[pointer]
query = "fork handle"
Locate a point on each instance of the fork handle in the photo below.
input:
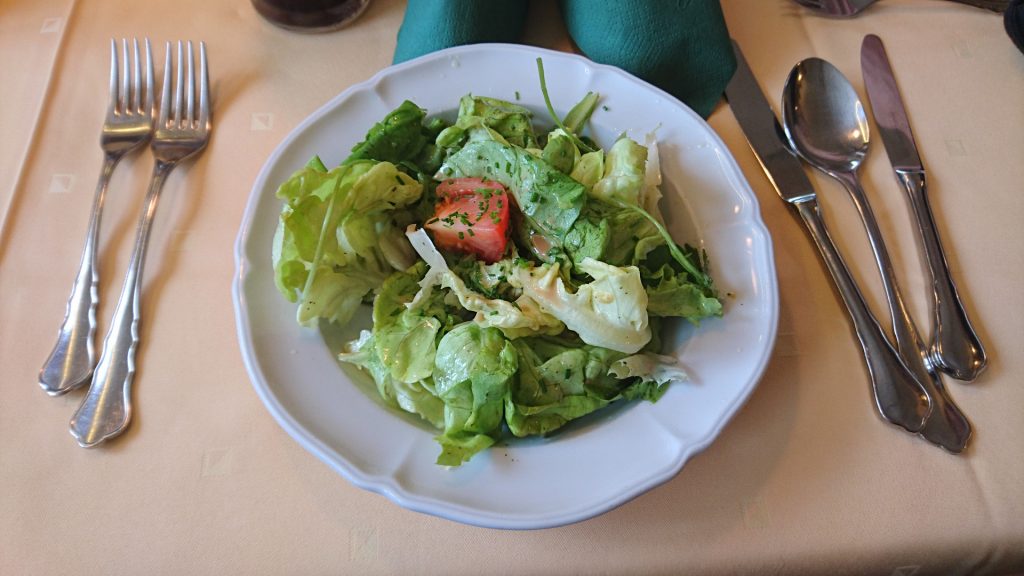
(70, 363)
(105, 410)
(955, 347)
(898, 396)
(992, 5)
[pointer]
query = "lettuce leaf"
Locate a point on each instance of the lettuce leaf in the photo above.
(472, 371)
(416, 398)
(483, 118)
(549, 200)
(609, 312)
(401, 137)
(327, 251)
(520, 318)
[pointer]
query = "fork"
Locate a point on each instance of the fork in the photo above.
(182, 130)
(849, 8)
(128, 124)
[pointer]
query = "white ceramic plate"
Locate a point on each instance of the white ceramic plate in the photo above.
(596, 463)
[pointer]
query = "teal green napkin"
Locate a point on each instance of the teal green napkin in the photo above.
(682, 46)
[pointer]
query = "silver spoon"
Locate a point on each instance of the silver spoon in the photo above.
(826, 125)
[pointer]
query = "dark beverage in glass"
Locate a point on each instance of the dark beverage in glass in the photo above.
(310, 15)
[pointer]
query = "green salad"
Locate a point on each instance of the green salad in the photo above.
(518, 278)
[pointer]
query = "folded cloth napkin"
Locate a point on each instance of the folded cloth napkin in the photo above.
(682, 46)
(1013, 19)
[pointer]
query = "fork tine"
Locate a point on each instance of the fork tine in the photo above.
(148, 80)
(165, 95)
(113, 105)
(178, 89)
(123, 106)
(136, 79)
(204, 89)
(190, 90)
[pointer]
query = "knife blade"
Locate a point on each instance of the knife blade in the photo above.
(899, 398)
(955, 347)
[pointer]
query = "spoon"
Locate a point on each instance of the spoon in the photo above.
(824, 122)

Problem statement:
Repeat each entry above exactly. Omit the pictures.

Result of the exercise:
[pointer]
query = "fork handle"
Locate a point on each instance of the fork handle in the photo below.
input:
(70, 363)
(105, 410)
(955, 347)
(898, 396)
(992, 5)
[pointer]
query = "lettuce leaf"
Locate a point on each instance of the lettuce leaf in the photo above.
(472, 371)
(416, 398)
(483, 118)
(549, 200)
(609, 312)
(401, 137)
(327, 251)
(520, 318)
[pointer]
query = "fork"
Locate a point on each instance of the fork in the photo above.
(182, 130)
(849, 8)
(128, 124)
[pointer]
query = "white ceramic plate"
Locate a point on each instance of the white ceramic plate in the photo above.
(596, 463)
[pointer]
query = "teal green napkin"
Locate a point on each instance of the teal green napkin in the photo above.
(682, 46)
[pointer]
query = "silver spoon"
Locate a point on each instance of the silver spoon in the photo above.
(826, 125)
[pointer]
query = "dark beverage in glass"
Locate a point on each instance of the dark beverage in glass in the photo above.
(310, 15)
[pointer]
query = "green salad"
Locate a point on each instance of the green salad in the photo above.
(518, 278)
[pointer]
query = "folded cloth napkin"
Locate a point on each instance of the folded cloth napkin in the photo above.
(682, 46)
(1013, 19)
[pointer]
query = "fork tine"
Locate a point on each instance of the fork tine in the photo above.
(148, 80)
(165, 95)
(113, 105)
(178, 89)
(123, 106)
(136, 79)
(204, 89)
(190, 90)
[pointer]
query = "knife blade"
Locate a point on each instance of the knife blade in the photo above.
(899, 398)
(955, 347)
[pointer]
query = "spoon"
Locate a point on each instance of the spoon in the photo above.
(824, 122)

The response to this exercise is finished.